Repeat the material in full. Keep every line exactly as it is.

━━ Records

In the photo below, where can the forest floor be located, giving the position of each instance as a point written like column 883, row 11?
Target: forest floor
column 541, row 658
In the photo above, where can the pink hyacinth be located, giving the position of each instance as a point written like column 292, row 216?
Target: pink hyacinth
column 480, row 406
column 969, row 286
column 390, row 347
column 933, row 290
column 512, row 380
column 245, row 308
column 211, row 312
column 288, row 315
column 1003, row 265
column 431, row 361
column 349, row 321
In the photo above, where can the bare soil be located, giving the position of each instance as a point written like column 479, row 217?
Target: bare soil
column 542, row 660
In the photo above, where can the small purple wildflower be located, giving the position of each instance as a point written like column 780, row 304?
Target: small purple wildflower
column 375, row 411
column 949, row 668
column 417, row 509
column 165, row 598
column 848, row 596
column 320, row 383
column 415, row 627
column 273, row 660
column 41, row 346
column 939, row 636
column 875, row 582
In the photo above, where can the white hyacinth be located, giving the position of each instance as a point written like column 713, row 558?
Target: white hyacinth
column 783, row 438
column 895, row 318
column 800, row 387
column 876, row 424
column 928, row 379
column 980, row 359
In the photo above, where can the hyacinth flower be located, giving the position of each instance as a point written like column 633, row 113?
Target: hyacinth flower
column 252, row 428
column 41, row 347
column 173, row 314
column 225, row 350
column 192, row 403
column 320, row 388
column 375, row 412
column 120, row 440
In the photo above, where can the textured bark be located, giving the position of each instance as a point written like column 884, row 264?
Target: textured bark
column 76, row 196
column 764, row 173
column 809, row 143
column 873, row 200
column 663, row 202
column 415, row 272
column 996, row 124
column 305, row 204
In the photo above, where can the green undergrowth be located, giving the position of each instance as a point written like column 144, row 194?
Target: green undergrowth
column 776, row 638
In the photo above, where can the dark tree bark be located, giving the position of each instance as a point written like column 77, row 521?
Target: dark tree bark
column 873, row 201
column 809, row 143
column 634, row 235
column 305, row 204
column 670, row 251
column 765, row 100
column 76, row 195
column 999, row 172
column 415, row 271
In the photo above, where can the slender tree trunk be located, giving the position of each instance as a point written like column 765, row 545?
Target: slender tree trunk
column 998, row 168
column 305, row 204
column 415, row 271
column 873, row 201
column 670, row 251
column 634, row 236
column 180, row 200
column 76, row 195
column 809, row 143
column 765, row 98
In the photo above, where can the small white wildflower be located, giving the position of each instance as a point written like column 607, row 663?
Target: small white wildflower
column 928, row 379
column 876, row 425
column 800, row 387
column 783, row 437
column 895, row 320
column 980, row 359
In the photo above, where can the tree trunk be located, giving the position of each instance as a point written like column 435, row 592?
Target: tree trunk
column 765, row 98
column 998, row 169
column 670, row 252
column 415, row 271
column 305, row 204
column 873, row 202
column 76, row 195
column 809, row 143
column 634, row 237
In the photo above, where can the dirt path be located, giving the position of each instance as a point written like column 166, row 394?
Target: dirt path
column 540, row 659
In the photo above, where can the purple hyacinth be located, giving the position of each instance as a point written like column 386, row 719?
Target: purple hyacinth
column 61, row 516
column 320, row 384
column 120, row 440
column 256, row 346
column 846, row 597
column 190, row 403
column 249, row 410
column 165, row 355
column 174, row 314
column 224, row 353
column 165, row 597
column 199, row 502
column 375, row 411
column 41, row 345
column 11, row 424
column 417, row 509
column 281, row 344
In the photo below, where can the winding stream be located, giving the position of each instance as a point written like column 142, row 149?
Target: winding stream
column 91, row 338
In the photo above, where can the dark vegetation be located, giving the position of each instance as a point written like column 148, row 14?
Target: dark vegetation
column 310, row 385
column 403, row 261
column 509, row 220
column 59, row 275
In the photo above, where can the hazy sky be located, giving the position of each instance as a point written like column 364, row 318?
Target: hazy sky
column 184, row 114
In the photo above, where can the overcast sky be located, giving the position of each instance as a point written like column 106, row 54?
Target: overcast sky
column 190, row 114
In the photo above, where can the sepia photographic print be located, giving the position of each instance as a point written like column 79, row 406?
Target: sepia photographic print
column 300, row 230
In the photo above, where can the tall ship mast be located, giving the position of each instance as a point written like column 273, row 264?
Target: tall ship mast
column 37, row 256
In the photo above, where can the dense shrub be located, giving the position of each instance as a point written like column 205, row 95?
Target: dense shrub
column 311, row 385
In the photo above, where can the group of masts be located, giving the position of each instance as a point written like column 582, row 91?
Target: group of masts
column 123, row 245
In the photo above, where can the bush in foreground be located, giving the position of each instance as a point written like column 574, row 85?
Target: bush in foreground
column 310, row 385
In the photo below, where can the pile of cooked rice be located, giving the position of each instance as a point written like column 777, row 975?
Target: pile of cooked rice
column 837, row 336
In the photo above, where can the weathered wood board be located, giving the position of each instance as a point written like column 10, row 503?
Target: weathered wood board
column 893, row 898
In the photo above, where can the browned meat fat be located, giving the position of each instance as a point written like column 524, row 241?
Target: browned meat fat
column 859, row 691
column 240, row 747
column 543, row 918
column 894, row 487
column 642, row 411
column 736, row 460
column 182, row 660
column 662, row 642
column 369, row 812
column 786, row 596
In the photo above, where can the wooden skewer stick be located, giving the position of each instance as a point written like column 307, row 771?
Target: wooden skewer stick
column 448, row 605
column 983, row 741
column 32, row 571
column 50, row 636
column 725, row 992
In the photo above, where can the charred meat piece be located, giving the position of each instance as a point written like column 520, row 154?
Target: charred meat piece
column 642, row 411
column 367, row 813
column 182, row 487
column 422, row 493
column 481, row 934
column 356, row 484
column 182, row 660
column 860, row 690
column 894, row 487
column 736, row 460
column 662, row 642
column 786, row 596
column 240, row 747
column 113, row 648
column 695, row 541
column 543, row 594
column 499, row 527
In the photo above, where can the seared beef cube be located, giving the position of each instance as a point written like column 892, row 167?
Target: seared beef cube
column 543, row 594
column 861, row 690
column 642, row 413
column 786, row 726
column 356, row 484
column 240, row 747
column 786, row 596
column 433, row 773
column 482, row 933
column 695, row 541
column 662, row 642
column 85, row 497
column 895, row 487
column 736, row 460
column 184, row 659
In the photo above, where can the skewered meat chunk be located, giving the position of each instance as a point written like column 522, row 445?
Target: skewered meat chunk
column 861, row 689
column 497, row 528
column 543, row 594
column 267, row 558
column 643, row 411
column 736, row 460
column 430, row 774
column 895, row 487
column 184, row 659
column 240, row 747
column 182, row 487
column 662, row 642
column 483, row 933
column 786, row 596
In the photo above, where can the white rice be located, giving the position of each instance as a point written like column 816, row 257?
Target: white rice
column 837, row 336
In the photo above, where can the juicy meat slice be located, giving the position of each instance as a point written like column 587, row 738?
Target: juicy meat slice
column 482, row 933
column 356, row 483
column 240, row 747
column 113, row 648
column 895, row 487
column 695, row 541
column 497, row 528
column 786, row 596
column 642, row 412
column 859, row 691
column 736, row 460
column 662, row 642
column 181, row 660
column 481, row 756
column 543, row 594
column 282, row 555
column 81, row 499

━━━━

• Reply to the task:
In the photo below, where can the forest floor be located, giving the position of each instance as a point written like column 883, row 11?
Target: forest floor
column 541, row 658
In the photo above, where can the pink hyacinth be located, giving the position of each instance as a point written like column 292, row 216?
Target: pink hyacinth
column 480, row 406
column 969, row 286
column 390, row 347
column 933, row 290
column 512, row 380
column 245, row 308
column 211, row 312
column 288, row 315
column 1003, row 265
column 431, row 361
column 349, row 321
In the photo above, where can the bare soil be located, giving the position of each instance as a point written like column 479, row 217?
Target: bare soil
column 542, row 660
In the photo above, where can the small purple wildflower be located, giving the position of each instance as a point written like column 780, row 304?
Target: small purple wildflower
column 375, row 411
column 949, row 668
column 417, row 509
column 165, row 598
column 848, row 596
column 320, row 383
column 415, row 627
column 273, row 660
column 41, row 346
column 939, row 636
column 875, row 582
In the photo above, where can the white hyacinth be located, giving the position of each instance as a point written like column 713, row 558?
Target: white hyacinth
column 783, row 438
column 895, row 318
column 800, row 387
column 876, row 424
column 928, row 379
column 980, row 359
In the photo above, where can the hyacinth flower be located, giving the position of each instance as a point written like column 633, row 113?
Target: hyacinth flower
column 252, row 428
column 41, row 347
column 173, row 314
column 225, row 350
column 192, row 403
column 320, row 388
column 375, row 412
column 120, row 440
In the photo above, where can the textured bark be located, giving the position of each instance as a point written like column 884, row 264?
Target: textured bark
column 76, row 196
column 764, row 173
column 809, row 143
column 873, row 200
column 663, row 202
column 415, row 272
column 996, row 124
column 305, row 204
In the photo above, where can the green undergrowth be located, giving the position of each instance as a point written like column 144, row 194?
Target: green undergrowth
column 776, row 638
In the photo above, where can the dark tree bark be located, giving the position of each instance as a point written like column 77, row 521?
Target: dark tree bark
column 873, row 201
column 809, row 143
column 634, row 235
column 305, row 204
column 670, row 251
column 765, row 100
column 76, row 195
column 999, row 172
column 415, row 271
In the photo above, where can the slender tree trunk be located, giving the position of each instance as a point written like column 765, row 545?
Target: slender tree trunk
column 998, row 168
column 305, row 204
column 415, row 271
column 873, row 201
column 670, row 251
column 634, row 236
column 180, row 200
column 76, row 195
column 809, row 143
column 765, row 98
In the photo above, where can the small white wildflower be located, giving the position of each instance as a point written like column 607, row 663?
Target: small white wildflower
column 928, row 379
column 876, row 425
column 800, row 387
column 783, row 437
column 895, row 320
column 980, row 359
In the photo above, where can the tree trunk be located, giving the position of each instance as a point written like column 435, row 592?
Target: tree trunk
column 765, row 98
column 998, row 169
column 670, row 252
column 415, row 271
column 305, row 204
column 873, row 202
column 76, row 195
column 809, row 143
column 634, row 237
In the photo above, where can the dirt path be located, giving the position of each instance as a point written like column 166, row 394?
Target: dirt path
column 540, row 659
In the photo above, where can the purple hyacinth be located, giving the position of each instance as a point written like column 386, row 719?
Target: purple hyacinth
column 61, row 516
column 320, row 384
column 120, row 440
column 256, row 346
column 846, row 597
column 190, row 403
column 249, row 410
column 165, row 355
column 174, row 314
column 224, row 353
column 165, row 597
column 199, row 502
column 375, row 411
column 41, row 345
column 11, row 424
column 417, row 509
column 281, row 344
In the photo below, where can the winding stream be located, giving the position of each instance as a point written like column 142, row 149?
Target: winding stream
column 91, row 338
In the photo above, where can the dark vegetation be located, giving the position of each instance as a point written like column 148, row 14?
Target: dark vegetation
column 310, row 385
column 403, row 261
column 509, row 220
column 59, row 275
In the photo above, where can the hazy sky be located, giving the position of each instance as a point written like column 364, row 318?
Target: hazy sky
column 184, row 114
In the photo above, where can the overcast sky be located, giving the position of each instance as a point written like column 106, row 54?
Target: overcast sky
column 190, row 114
In the photo above, where can the sepia photographic print be located, giving the position of each instance as a point written like column 79, row 406?
Target: sepia photographic print
column 300, row 230
In the photo above, where can the tall ship mast be located, giving the position of each instance as a point written like column 273, row 264?
Target: tall ship mast
column 37, row 256
In the photo above, where can the dense shrub be located, giving the position of each instance as a point written like column 205, row 95?
Target: dense shrub
column 311, row 385
In the photo above, where can the group of masts be located, giving the position of each instance as a point written like column 582, row 91?
Target: group of masts
column 123, row 245
In the photo above, where can the bush in foreground be located, giving the position of each instance as a point written like column 574, row 85?
Target: bush in foreground
column 310, row 385
In the photo below, where can the pile of cooked rice be located, giving the position of each instance as a point written like column 777, row 975?
Target: pile of cooked rice
column 837, row 336
In the photo above, where can the weathered wood board be located, giving the position of each instance as a point written like column 10, row 503?
Target: weathered wood board
column 893, row 898
In the photo above, where can the browned meat fat be located, giving the position of each instance as a point written like column 524, row 241?
Target: browned meat fat
column 859, row 691
column 240, row 747
column 543, row 918
column 894, row 487
column 642, row 411
column 736, row 460
column 182, row 660
column 662, row 642
column 369, row 812
column 786, row 596
In the photo above, where can the wooden skewer stick be located, giving the position of each instance as a point written like column 307, row 771?
Target: wooden skewer stick
column 448, row 605
column 983, row 741
column 32, row 571
column 50, row 636
column 725, row 992
In the photo above, where can the charred meat piece be located, giving the position of each instance as a point written like column 520, row 154?
Target: charred meat piece
column 642, row 411
column 367, row 813
column 182, row 487
column 422, row 493
column 481, row 934
column 356, row 484
column 182, row 660
column 860, row 690
column 894, row 487
column 736, row 460
column 662, row 642
column 786, row 596
column 240, row 747
column 113, row 648
column 695, row 541
column 543, row 594
column 499, row 527
In the photo above, where can the seared beef cube be located, giving the position of each instance as a point written like column 892, row 167?
Target: seared beef cube
column 543, row 594
column 861, row 690
column 642, row 413
column 786, row 726
column 356, row 484
column 240, row 747
column 786, row 596
column 433, row 773
column 482, row 933
column 695, row 541
column 662, row 642
column 85, row 497
column 895, row 487
column 736, row 460
column 184, row 659
In the photo above, where can the skewered meat chunk be located, giving the position of each instance as a point written like column 522, row 445?
Target: skewered meat chunk
column 861, row 689
column 497, row 528
column 543, row 594
column 267, row 558
column 643, row 411
column 736, row 460
column 430, row 774
column 895, row 487
column 184, row 659
column 240, row 747
column 182, row 487
column 662, row 642
column 483, row 933
column 786, row 596
In the photo above, where can the white rice be located, giving the position of each instance as a point written like column 816, row 257?
Target: white rice
column 837, row 336
In the photo above, where can the juicy meat slice be located, giving the position of each instance as a point written like column 587, row 738?
Target: juicy meat slice
column 482, row 933
column 356, row 483
column 240, row 747
column 113, row 648
column 895, row 487
column 695, row 541
column 497, row 528
column 786, row 596
column 642, row 412
column 859, row 691
column 736, row 460
column 662, row 642
column 181, row 660
column 481, row 756
column 543, row 594
column 282, row 555
column 81, row 499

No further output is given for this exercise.